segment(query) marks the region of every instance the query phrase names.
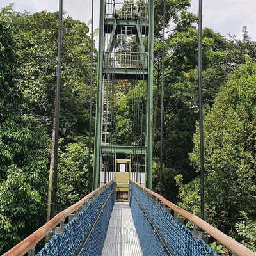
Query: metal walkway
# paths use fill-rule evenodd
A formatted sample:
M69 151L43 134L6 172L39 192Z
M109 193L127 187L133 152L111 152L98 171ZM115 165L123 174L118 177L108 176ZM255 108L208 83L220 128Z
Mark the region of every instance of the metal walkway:
M115 203L102 253L109 255L143 255L128 202Z

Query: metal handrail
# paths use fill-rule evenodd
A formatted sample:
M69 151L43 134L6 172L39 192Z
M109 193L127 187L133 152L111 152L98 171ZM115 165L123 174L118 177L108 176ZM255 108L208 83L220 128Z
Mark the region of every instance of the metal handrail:
M210 236L215 238L220 243L230 250L233 253L236 253L237 256L256 256L256 253L255 252L251 251L248 248L238 243L230 236L226 235L221 231L220 231L216 228L214 228L213 226L207 223L206 221L204 221L197 216L194 215L186 210L184 210L183 209L165 199L160 195L152 191L148 188L143 187L132 180L130 180L129 182L136 185L141 190L143 190L147 192L148 194L156 197L166 206L171 208L175 212L182 215L186 219L190 220L198 227L207 232Z
M91 192L81 200L78 201L68 208L60 212L55 217L52 218L52 219L51 219L47 223L41 227L39 229L38 229L29 237L22 241L20 243L19 243L8 252L5 253L3 256L24 255L30 250L33 249L40 240L42 240L45 236L47 236L55 227L57 226L58 224L62 221L66 217L68 216L68 215L71 214L71 213L76 211L86 201L88 201L92 196L97 194L97 193L99 192L100 190L106 187L108 187L114 182L115 180L113 180L101 186L97 189Z

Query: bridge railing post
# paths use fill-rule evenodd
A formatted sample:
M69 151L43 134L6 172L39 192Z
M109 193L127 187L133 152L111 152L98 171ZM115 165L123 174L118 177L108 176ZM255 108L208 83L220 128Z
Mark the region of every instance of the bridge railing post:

▶ [Stated exercise]: Copy all of the lines above word for word, but leave the pictures out.

▶ [Worked answer]:
segment(query) marks the region of every instance the query phrase names.
Query: metal walkway
# paths use fill-rule evenodd
A formatted sample:
M69 151L43 134L6 172L39 192Z
M109 193L127 187L133 152L111 152L98 171ZM115 165L123 174L118 177L108 176ZM255 108L208 83L220 128Z
Mark the region of every instance of the metal walkway:
M115 203L102 253L109 255L143 255L128 202Z

Query: metal handrail
# paths use fill-rule evenodd
A formatted sample:
M69 151L43 134L6 172L39 192Z
M109 193L127 187L133 152L111 152L98 171ZM115 165L123 174L118 177L108 176ZM255 108L208 83L220 128Z
Mark the region of every instance of the metal handrail:
M210 236L215 238L220 243L230 250L233 253L236 253L237 256L256 256L256 253L255 252L251 251L248 248L238 243L230 236L226 235L221 231L220 231L216 228L214 228L213 226L207 223L206 221L204 221L197 216L194 215L186 210L184 210L183 209L165 199L160 195L152 191L148 188L143 187L132 180L130 180L129 182L136 185L141 190L143 190L147 192L148 194L156 197L166 206L171 208L175 212L182 215L186 219L190 220L198 227L207 232Z
M91 192L81 200L78 201L68 208L60 212L55 217L52 218L52 219L51 219L47 223L41 227L39 229L38 229L29 237L22 241L20 243L19 243L8 252L5 253L3 256L24 255L30 250L33 249L40 240L42 240L45 236L47 236L55 227L57 226L58 224L62 221L66 217L68 216L68 215L71 214L71 213L76 211L86 201L88 201L92 196L97 194L97 193L99 192L100 190L106 187L108 187L114 182L115 180L113 180L101 186L97 189Z

Query: bridge railing post
# paths use fill-rule evenodd
A formatted sample:
M69 151L43 134L6 172L39 192Z
M109 193L127 187L133 152L111 152L98 171ZM115 165L123 174L118 177L108 176ZM255 108L208 83L220 128Z
Mark the region of every instance of the bridge railing post:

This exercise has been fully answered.